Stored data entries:

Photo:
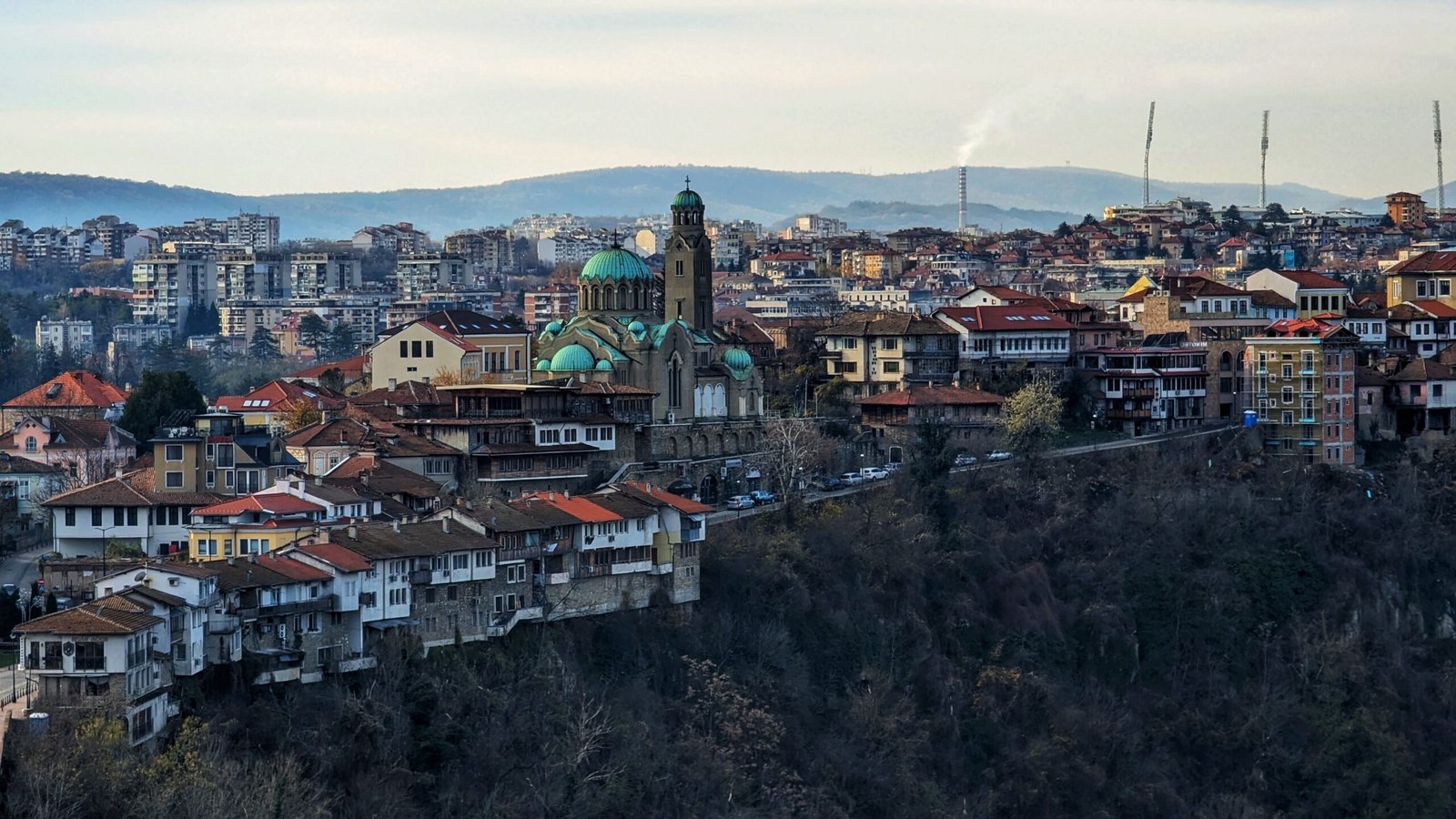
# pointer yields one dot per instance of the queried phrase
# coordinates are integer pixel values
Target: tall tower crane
(1441, 172)
(1264, 157)
(1148, 150)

● **ABOUT THIS EXERCISE**:
Begin with the line that contains "# pointer yields" and end with the last line of the records; set down every line in that span exactly, and nothing else.

● **TASK RESULT**:
# pointer yields one dot per instance of the queried phrase
# coordinates are integer pixel values
Target: tall tower crane
(1441, 172)
(1264, 157)
(1148, 150)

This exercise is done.